- The problem: Copy out each line featuring the string "twig" from the entries beneath.

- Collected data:
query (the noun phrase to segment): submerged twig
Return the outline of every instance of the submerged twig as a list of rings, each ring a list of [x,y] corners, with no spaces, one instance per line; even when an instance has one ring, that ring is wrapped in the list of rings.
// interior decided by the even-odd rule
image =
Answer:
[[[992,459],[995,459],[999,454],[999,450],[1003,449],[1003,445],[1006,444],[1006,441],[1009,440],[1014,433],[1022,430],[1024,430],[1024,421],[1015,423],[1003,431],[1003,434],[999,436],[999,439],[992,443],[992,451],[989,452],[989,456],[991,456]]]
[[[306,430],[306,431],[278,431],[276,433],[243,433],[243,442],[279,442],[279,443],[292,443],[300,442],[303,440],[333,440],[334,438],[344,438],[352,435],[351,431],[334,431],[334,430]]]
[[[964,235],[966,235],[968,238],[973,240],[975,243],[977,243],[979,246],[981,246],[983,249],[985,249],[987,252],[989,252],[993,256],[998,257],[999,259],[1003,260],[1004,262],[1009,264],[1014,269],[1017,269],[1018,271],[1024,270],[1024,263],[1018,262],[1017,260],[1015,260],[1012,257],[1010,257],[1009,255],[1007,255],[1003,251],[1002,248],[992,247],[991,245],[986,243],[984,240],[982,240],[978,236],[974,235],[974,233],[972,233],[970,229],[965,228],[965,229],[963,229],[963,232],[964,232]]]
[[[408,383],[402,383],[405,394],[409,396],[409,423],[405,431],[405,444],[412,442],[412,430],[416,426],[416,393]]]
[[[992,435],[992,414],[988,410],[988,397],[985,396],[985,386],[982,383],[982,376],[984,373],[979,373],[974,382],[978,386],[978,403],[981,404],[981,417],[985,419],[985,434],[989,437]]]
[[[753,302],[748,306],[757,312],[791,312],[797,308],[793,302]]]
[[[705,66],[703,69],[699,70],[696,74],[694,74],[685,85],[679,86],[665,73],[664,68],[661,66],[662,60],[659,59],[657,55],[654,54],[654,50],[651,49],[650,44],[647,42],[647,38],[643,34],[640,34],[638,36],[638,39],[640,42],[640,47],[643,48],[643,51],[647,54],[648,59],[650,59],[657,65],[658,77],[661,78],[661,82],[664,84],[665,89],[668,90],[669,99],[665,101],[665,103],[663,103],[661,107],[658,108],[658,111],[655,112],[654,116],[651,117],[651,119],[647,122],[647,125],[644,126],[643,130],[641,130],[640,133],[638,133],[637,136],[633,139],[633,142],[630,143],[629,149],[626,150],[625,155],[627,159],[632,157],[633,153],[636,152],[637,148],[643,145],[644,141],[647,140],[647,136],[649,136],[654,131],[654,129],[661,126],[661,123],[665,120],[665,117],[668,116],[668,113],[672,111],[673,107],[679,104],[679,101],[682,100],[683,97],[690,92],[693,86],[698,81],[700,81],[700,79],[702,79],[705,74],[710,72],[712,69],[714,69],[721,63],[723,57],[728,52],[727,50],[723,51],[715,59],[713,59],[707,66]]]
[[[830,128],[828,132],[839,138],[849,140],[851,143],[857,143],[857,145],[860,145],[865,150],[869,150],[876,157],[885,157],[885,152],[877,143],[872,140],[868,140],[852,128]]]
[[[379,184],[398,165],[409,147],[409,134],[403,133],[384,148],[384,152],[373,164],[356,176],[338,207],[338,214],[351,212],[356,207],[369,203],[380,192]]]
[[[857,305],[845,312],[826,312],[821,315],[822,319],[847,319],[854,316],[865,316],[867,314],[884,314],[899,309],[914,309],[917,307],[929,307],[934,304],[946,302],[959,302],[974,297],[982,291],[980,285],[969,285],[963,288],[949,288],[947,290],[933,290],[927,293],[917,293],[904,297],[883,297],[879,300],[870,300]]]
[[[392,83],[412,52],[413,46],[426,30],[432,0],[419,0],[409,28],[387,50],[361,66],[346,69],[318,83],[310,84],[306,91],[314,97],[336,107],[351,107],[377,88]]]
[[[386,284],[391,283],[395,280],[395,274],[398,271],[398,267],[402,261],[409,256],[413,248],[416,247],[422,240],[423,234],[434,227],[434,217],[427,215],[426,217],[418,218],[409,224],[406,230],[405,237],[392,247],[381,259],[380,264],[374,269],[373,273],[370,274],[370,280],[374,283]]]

- The answer:
query (the noun phrase to segment): submerged twig
Return the outline of every instance of the submerged twig as a list of rings, each ring a list of [x,y] corners, with no spaces, one instance per line; even when an instance has one ring, that ring is wrapped in the list of rings.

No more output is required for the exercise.